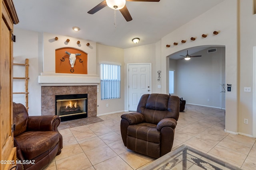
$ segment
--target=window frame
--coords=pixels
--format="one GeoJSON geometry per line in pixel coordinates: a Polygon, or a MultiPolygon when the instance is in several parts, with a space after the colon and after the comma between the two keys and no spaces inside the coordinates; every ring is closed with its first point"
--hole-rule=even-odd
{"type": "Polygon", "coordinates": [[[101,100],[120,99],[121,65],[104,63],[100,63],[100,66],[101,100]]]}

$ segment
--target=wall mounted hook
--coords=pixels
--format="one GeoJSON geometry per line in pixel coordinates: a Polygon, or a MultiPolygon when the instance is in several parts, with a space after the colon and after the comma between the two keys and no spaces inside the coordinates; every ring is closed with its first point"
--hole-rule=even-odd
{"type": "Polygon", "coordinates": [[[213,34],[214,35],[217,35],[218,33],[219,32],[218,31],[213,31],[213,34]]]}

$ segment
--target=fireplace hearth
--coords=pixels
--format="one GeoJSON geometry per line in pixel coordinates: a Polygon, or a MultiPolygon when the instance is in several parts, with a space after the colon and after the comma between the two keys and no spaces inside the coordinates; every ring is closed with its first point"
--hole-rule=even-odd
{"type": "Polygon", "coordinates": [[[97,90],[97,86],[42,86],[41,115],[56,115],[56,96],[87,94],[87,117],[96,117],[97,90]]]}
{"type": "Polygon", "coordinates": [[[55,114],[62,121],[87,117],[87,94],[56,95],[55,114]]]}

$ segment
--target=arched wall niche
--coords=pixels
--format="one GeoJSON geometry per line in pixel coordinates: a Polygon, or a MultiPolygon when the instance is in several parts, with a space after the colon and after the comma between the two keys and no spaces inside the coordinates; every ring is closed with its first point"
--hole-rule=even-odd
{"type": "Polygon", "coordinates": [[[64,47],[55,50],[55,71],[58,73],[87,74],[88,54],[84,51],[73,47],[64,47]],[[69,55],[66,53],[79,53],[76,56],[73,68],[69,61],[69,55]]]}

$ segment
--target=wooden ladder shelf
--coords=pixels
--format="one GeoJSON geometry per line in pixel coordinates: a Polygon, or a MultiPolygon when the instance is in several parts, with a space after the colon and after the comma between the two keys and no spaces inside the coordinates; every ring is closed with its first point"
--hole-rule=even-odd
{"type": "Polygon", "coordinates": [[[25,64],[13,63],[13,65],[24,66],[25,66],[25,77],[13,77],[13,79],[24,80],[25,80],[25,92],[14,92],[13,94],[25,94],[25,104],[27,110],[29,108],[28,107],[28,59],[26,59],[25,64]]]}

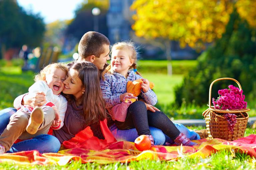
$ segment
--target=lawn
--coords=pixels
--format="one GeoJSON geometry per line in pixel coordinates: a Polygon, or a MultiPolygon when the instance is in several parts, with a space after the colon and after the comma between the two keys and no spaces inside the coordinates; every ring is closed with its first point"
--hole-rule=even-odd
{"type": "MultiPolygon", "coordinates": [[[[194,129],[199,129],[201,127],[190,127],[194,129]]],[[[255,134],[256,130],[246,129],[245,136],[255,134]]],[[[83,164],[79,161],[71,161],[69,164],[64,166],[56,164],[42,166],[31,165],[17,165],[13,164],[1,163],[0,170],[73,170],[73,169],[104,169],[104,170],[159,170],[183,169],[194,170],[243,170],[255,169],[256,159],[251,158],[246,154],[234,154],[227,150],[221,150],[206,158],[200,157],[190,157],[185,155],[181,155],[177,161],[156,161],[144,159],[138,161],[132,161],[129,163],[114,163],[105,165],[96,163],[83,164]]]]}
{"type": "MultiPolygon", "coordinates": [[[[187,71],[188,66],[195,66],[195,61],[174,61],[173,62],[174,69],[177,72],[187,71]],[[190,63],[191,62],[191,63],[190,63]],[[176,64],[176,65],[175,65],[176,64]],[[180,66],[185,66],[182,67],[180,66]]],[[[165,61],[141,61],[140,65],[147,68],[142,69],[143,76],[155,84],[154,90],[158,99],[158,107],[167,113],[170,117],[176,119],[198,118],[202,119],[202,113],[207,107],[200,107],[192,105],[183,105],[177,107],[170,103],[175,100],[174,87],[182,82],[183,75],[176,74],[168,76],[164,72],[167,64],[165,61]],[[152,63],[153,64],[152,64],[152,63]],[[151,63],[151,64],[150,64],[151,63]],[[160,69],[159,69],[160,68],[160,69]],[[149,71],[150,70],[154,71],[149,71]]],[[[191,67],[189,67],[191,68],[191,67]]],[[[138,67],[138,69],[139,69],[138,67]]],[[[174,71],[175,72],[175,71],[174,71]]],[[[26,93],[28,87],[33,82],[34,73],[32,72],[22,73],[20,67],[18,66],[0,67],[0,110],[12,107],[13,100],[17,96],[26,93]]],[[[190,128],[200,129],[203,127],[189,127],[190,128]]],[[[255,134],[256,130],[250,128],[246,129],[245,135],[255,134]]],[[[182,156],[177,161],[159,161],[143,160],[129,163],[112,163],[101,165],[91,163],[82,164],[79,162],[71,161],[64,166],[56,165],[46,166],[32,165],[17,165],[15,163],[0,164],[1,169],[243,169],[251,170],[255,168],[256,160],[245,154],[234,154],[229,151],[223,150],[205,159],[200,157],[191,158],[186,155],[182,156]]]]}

· · · · · · ·

Task instructions | Find every line in the rows above that contains the string "target", treating uppercase and lowercase as different, and copy each of those lines in full.

Answer in full |
--target=window frame
--target=wall mounted hook
--target=fireplace hearth
--target=arched wall niche
--target=wooden ladder shelf
--target=lawn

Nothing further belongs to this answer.